__Assignment__
If a line below includes the string "image", copy it.

__________

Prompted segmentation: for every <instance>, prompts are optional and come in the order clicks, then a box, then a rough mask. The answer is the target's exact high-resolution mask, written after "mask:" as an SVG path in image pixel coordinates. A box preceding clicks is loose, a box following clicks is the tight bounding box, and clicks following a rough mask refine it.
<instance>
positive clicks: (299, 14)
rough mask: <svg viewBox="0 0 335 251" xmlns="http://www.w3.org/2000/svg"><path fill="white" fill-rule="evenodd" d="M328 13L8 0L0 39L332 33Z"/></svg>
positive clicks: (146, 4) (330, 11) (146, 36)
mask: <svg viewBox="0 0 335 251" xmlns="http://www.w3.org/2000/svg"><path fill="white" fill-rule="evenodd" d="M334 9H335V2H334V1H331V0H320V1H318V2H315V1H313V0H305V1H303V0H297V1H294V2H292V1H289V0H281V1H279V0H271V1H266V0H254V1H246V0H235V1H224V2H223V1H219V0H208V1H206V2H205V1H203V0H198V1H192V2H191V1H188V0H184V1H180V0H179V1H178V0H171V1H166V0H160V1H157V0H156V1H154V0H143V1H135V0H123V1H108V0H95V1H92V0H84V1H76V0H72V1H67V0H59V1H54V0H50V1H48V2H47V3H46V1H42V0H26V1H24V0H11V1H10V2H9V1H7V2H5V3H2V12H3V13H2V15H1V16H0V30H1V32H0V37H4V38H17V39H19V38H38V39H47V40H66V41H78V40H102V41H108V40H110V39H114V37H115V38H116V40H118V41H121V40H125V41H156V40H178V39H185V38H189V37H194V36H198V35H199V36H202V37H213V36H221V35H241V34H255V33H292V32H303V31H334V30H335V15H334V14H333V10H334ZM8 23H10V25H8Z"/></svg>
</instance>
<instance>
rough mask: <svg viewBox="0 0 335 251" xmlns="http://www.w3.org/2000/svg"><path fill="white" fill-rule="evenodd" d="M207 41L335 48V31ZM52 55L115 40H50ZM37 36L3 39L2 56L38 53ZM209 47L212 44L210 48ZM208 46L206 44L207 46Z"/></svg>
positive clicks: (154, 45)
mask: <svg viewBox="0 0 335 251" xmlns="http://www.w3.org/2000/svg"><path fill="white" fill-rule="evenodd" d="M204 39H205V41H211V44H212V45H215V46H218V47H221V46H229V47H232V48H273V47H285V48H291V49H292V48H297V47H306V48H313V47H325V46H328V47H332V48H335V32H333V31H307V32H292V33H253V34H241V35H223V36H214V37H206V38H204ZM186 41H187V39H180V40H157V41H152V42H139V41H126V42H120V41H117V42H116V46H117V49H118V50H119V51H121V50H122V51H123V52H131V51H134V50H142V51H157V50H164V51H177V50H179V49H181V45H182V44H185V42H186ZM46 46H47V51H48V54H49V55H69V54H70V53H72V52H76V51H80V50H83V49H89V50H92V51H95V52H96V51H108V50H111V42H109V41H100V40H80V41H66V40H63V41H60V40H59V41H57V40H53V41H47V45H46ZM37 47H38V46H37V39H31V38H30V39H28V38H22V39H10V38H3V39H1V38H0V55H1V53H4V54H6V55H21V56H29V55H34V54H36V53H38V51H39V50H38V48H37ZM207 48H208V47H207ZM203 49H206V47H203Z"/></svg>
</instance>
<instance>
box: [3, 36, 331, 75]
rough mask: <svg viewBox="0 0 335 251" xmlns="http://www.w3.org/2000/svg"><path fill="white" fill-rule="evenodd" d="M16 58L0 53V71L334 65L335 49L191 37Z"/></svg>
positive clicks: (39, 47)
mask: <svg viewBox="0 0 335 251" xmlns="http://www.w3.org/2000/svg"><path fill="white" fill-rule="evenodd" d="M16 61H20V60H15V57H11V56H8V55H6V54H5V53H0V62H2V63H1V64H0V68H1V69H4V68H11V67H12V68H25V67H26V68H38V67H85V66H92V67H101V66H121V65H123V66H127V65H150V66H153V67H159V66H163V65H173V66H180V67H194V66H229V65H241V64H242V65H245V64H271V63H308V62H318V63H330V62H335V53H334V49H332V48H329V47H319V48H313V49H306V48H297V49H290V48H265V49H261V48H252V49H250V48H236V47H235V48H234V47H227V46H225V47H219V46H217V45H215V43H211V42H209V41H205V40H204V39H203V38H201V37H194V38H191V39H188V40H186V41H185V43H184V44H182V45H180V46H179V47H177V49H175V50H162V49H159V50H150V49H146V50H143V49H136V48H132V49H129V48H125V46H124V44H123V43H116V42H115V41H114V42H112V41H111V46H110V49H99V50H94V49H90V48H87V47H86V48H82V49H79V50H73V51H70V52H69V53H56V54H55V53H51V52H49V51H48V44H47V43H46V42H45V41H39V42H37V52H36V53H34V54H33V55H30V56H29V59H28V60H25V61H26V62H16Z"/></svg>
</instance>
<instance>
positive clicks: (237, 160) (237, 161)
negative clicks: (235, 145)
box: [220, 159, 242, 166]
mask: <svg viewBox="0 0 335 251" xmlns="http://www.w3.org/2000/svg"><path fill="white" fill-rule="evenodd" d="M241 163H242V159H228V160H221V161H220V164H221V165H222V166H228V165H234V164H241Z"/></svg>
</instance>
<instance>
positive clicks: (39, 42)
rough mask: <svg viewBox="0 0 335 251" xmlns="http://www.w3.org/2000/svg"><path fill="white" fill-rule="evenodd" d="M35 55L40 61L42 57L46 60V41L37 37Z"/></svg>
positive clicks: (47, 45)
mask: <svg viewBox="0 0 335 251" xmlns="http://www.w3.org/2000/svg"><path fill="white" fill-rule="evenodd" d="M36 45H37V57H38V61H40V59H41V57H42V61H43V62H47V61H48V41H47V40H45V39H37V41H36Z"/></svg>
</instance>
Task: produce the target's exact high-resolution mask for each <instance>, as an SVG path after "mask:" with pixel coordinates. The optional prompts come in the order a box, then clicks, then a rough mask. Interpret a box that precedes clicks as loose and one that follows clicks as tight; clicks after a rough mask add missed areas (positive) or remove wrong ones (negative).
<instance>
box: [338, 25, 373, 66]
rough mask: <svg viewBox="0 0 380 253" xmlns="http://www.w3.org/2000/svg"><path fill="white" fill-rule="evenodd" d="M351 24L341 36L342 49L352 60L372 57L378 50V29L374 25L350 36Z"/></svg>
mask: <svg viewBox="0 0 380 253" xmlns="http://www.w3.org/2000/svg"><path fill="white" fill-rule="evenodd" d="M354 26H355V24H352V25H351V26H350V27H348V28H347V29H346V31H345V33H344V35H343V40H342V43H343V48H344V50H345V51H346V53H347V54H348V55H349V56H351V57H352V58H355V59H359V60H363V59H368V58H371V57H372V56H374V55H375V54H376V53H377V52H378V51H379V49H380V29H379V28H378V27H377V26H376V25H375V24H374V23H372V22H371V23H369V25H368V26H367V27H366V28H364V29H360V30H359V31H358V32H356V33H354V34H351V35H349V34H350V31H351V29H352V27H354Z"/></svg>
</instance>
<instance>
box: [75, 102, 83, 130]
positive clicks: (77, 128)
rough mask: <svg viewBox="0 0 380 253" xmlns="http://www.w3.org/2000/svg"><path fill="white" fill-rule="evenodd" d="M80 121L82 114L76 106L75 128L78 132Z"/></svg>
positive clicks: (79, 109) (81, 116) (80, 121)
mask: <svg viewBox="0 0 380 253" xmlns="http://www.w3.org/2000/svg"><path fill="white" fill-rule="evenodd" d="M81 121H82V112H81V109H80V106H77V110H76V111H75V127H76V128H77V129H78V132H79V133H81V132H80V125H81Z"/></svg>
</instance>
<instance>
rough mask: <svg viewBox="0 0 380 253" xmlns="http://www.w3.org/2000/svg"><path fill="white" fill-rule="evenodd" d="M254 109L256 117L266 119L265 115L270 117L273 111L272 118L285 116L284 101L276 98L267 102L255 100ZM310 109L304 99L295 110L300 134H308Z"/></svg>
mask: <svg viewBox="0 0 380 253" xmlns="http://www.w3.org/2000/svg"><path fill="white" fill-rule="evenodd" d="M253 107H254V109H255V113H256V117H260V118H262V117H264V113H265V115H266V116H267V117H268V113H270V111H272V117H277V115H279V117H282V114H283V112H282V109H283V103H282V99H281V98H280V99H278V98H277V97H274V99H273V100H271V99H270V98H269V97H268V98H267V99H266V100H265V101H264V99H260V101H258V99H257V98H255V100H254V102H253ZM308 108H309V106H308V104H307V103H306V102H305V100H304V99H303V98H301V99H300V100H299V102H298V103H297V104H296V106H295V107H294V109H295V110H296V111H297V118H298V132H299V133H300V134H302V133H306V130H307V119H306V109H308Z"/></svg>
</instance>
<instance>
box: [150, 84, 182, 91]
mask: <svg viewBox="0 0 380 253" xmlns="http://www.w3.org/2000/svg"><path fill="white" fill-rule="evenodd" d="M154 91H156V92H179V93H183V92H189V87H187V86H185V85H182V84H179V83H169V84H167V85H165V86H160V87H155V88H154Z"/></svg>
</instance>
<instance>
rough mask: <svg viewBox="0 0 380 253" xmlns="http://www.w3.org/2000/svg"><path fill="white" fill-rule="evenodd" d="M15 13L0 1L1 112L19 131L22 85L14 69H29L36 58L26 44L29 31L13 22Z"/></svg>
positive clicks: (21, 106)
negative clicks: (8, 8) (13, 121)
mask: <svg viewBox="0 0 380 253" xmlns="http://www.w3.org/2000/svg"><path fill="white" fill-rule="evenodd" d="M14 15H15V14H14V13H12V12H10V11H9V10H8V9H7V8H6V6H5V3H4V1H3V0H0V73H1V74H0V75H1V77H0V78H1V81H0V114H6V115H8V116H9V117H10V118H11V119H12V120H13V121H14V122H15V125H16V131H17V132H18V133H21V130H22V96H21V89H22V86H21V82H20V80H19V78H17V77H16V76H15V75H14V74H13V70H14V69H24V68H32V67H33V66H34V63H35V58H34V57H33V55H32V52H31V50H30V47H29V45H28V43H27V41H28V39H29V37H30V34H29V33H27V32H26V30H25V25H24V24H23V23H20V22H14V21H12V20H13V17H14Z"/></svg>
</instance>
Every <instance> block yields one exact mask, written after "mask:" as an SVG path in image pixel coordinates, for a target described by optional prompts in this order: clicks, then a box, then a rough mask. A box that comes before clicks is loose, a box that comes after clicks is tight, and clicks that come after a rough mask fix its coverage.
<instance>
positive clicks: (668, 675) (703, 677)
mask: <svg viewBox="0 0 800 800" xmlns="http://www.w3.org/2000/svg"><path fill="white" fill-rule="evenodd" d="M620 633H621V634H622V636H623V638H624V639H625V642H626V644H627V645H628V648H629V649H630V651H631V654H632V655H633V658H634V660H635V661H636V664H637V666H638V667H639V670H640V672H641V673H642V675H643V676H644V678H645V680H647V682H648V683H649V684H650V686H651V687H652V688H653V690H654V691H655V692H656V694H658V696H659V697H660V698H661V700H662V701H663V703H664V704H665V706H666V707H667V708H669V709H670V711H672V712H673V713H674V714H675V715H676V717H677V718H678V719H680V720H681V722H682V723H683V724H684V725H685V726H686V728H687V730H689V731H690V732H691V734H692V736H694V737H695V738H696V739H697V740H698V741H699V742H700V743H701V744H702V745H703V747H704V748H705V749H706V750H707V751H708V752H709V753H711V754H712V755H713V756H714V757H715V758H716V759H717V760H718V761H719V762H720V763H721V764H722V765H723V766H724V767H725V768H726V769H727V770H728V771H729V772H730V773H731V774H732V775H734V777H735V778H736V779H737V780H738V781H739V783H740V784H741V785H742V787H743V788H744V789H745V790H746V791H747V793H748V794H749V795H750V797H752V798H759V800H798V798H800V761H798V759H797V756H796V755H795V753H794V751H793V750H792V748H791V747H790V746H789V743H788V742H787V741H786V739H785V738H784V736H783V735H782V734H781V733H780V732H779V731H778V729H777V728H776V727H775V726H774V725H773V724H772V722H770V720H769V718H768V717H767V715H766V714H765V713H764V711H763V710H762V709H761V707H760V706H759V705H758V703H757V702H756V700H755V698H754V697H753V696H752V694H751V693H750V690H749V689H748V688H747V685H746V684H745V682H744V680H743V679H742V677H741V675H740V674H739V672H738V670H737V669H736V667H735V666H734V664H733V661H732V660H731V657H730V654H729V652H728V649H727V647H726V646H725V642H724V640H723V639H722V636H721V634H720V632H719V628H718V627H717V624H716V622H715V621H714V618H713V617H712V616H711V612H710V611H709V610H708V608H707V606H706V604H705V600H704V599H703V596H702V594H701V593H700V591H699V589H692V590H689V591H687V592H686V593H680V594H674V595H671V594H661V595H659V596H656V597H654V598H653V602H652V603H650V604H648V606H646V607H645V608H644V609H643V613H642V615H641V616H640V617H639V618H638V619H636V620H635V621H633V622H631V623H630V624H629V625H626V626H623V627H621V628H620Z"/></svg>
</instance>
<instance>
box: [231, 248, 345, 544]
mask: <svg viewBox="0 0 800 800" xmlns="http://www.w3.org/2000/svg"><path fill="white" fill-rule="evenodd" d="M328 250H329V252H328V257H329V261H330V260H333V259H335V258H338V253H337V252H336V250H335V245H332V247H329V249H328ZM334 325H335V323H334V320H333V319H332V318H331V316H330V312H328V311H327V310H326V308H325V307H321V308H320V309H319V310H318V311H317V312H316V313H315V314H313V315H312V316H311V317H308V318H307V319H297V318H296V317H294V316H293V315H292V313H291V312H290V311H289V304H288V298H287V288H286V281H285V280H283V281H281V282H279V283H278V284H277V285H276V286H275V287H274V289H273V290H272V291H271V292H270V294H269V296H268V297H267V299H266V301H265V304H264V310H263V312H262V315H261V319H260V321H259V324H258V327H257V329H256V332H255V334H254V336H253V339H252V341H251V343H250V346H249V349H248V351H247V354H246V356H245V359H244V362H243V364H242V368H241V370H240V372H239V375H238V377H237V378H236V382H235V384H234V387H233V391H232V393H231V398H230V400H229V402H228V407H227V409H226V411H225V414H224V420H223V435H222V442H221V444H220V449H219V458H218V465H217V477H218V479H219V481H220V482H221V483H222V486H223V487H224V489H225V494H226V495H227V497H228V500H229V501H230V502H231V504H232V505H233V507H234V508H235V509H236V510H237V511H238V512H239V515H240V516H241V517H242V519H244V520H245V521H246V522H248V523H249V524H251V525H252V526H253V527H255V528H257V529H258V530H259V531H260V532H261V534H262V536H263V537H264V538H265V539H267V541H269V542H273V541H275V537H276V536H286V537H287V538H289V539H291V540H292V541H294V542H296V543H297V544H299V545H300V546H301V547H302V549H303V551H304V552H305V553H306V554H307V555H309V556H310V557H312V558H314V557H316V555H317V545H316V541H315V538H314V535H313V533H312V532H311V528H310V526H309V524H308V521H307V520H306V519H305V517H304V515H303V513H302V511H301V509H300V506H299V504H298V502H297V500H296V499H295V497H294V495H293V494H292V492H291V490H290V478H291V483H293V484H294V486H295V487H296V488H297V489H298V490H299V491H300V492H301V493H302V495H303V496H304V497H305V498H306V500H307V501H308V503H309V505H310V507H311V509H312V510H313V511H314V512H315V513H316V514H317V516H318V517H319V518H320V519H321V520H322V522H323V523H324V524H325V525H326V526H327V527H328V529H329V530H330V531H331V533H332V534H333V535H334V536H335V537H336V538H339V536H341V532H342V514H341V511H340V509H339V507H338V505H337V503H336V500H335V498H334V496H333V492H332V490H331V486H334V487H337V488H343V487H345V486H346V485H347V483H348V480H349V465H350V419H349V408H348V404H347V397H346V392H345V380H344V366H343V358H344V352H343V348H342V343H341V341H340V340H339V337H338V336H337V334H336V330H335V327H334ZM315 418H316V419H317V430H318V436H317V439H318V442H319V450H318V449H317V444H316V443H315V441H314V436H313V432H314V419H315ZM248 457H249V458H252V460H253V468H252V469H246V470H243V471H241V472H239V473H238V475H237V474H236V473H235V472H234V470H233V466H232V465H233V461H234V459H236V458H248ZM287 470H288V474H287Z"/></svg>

__________

__Completed exercise__
Prompted segmentation: for every <instance>, prompts are optional and come in the order clicks, then a box, then a rough mask. The answer is the target's exact high-resolution mask, written after "mask:" as an SVG path in image pixel coordinates. A box preceding clicks is loose, a box following clicks is the tight bounding box, and clicks following a rough mask refine it.
Every <instance> block yields one exact mask, written after "mask:" as an SVG path in image pixel coordinates, for a target described by optional prompts in this order: clicks, then a box, then a rough mask. A box that comes before clicks is loose, a box that comes after clicks is tight, and clicks that come after a rough mask fix its coverage.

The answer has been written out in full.